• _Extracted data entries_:
# # # # # # #

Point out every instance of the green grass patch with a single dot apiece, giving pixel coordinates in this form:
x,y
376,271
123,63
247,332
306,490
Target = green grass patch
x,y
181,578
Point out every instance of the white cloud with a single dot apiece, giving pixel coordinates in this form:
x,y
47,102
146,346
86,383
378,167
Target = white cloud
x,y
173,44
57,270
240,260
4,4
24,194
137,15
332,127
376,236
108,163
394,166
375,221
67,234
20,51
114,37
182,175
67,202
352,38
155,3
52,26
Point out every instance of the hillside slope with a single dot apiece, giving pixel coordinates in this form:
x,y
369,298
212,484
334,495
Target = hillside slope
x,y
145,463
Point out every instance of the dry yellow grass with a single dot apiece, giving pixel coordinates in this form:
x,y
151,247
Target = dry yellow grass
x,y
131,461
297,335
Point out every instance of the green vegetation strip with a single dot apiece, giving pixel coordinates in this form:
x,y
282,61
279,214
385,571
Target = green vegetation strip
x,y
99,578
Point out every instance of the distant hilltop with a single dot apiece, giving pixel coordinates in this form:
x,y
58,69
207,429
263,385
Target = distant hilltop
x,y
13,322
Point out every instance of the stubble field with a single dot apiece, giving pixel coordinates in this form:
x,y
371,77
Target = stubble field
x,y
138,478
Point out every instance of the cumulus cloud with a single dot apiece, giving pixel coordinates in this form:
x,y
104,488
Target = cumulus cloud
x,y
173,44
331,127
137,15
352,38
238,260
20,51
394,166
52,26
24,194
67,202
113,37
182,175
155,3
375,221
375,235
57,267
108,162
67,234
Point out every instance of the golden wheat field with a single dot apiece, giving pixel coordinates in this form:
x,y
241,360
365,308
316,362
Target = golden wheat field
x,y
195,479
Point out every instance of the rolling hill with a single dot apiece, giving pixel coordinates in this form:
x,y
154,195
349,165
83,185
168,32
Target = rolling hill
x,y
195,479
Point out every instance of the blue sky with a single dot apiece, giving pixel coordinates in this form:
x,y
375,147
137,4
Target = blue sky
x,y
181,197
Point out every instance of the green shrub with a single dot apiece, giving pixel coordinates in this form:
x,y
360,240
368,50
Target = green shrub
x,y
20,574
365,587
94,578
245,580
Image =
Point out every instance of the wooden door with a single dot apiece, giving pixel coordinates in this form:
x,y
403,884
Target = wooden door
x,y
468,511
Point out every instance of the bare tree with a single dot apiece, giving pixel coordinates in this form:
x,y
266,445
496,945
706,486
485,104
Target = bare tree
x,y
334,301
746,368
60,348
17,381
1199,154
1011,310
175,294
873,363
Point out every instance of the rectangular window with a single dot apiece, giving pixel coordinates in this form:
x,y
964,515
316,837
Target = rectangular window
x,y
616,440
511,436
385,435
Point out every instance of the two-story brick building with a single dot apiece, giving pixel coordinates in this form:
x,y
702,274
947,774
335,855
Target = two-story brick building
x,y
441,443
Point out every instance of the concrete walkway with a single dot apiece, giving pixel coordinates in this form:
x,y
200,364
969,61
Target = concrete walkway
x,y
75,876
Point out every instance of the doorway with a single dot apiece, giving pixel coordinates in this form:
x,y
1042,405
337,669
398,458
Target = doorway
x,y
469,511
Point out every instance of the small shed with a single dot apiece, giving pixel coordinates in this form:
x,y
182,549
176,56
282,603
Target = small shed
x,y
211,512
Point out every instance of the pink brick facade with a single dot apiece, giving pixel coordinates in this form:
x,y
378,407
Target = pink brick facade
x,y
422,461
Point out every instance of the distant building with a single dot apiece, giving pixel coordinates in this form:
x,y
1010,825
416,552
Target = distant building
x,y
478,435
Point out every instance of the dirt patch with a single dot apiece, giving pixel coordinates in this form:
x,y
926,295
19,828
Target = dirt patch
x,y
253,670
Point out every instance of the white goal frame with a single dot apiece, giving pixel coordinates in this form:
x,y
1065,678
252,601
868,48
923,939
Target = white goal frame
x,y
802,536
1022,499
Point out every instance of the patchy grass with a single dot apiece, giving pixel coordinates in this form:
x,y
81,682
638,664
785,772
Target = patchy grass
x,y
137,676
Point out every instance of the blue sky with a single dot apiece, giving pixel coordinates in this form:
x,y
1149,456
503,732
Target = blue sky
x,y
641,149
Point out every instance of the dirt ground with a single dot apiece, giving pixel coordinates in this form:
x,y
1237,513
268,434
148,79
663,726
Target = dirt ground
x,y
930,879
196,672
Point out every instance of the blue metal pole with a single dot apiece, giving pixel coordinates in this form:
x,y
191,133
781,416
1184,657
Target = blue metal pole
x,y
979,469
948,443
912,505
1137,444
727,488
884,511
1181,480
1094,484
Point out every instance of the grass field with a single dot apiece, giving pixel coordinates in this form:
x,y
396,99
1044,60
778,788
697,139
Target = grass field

# # # # # # #

Copy out the whole listing, exactly as written.

Point out every instance of the green grass patch with a single dot apiece, giving pixel coordinates in this form:
x,y
376,271
123,63
247,332
306,490
Target = green grass patch
x,y
181,578
Point out every instance of the white cloud with a single dot apiece, giving pixel coordinates in this form:
x,y
47,102
146,346
86,383
378,167
Target = white cloud
x,y
173,44
57,270
240,260
4,4
24,194
137,15
332,127
376,236
108,163
394,166
375,221
67,234
20,51
114,37
182,175
67,202
352,38
155,3
52,26
Point out every instance of the hillside slope with a single dot apiece, giving pixel coordinates in this form:
x,y
369,298
212,484
334,495
Target = hillside slope
x,y
145,463
Point out every instance of the dry yellow grass with a single dot apiece, giving pixel coordinates in this form:
x,y
151,247
Target = dry yellow grass
x,y
131,461
297,335
Point out every instance of the green vegetation strip with a single dot apiece, giving pixel coordinates in this form:
x,y
282,61
279,214
385,571
Target = green vegetation strip
x,y
99,578
Point out every instance of the distant hilltop with a single dot apiece, giving pixel coordinates in this form:
x,y
58,69
207,429
263,385
Target = distant hilltop
x,y
13,322
Point out every instance of the stubble field with a single dot apiece, giving pixel coordinates in this form:
x,y
371,77
Target = stubble field
x,y
138,478
Point out every instance of the cumulus cloud with a single dot apiece, giving pixel coordinates in this form:
x,y
104,488
Target = cumulus cloud
x,y
173,44
331,127
137,15
352,38
238,260
20,51
394,166
52,26
24,194
67,202
113,37
182,175
155,3
375,221
375,235
57,267
108,162
67,234
Point out every instance of the golden wheat field with a single dot apiece, giving pixel coordinates in this form:
x,y
241,360
365,308
316,362
Target = golden wheat field
x,y
195,479
Point out every instance of the rolling hill with a single dot apiece, giving pixel coordinates in this form:
x,y
154,195
349,165
83,185
168,32
Target = rolling hill
x,y
195,479
Point out every instance of the blue sky with a single dot apiece, giving pixel coordinates in this form:
x,y
375,147
137,4
Target = blue sky
x,y
181,197
Point out every instance of the green shrub with a single dot apiece, giving pixel coordinates in this form:
x,y
360,240
368,50
Target = green shrub
x,y
20,574
365,587
94,578
245,580
Image =
Point out every instance of the wooden door with a single dot apiece, giving pixel coordinates in this form:
x,y
403,884
Target = wooden door
x,y
468,511
Point out every instance of the bare tree with a single dot apiece, giving pixel coordinates in this form:
x,y
266,445
496,945
706,486
485,104
Target = bare tree
x,y
334,301
746,368
60,348
17,381
1199,154
1011,310
175,294
873,363
Point out every instance of the rectangular window with a single dot apiece, giving pixel coordinates in this form:
x,y
964,515
316,837
Target = rectangular window
x,y
616,440
511,436
385,435
Point out every instance of the two-story brick building with a single dot apiece, giving pixel coordinates in this form:
x,y
702,274
947,774
335,855
Target = two-story brick building
x,y
441,443
Point out every instance of the concrete walkway with a single dot apiece, giving pixel coordinates in this form:
x,y
200,364
969,61
Target = concrete walkway
x,y
75,876
Point out every instance of the doorway with a single dot apiece, giving pixel coordinates in this form:
x,y
1042,405
337,669
398,458
Target = doorway
x,y
469,511
Point out every instance of the small shed with a single dot apiece, giving pixel coordinates in this form:
x,y
182,549
176,56
282,603
Target = small shed
x,y
211,512
Point out every instance of the pink brick facade with a single dot apiece, giving pixel coordinates in this form:
x,y
378,407
Target = pink brick facade
x,y
422,461
Point out every instance of the distant building with a single dot apiece, giving pixel coordinates in this form:
x,y
1010,825
416,552
Target = distant building
x,y
478,435
Point out every instance of the dirt patch with a single dot apiece, giving pixel coordinates in this form:
x,y
926,295
19,828
Target = dirt patch
x,y
253,670
Point out every instance of the white goal frame with a single dot apiece, giving pixel coordinates in this form:
x,y
1065,678
252,601
868,48
923,939
Target = white goal frame
x,y
802,536
1022,499
Point out every instance of the patchy grass with a single dot apiece, giving pixel coordinates in this form:
x,y
81,682
638,664
785,772
Target = patchy grass
x,y
137,676
Point out every instance of the blue sky with a single dot apiece, giving pixel coordinates in this form:
x,y
1149,456
503,732
Target = blue sky
x,y
641,149
Point out every instance of the dirt ground with a single dot apiece, giving pixel coordinates in this form:
x,y
1237,513
268,434
148,79
663,726
Target = dirt ground
x,y
930,879
196,672
Point out every instance of the blue metal pole with a single dot apiece, giving pixel coordinates in this form:
x,y
191,133
781,416
1184,657
Target = blue metal pole
x,y
979,469
948,443
912,505
1137,444
727,488
884,511
1181,480
1094,484
Point out every instance of the grass field with a single dot apiece, giving pixel coordinates in this form:
x,y
396,99
1044,60
778,788
697,139
Target = grass field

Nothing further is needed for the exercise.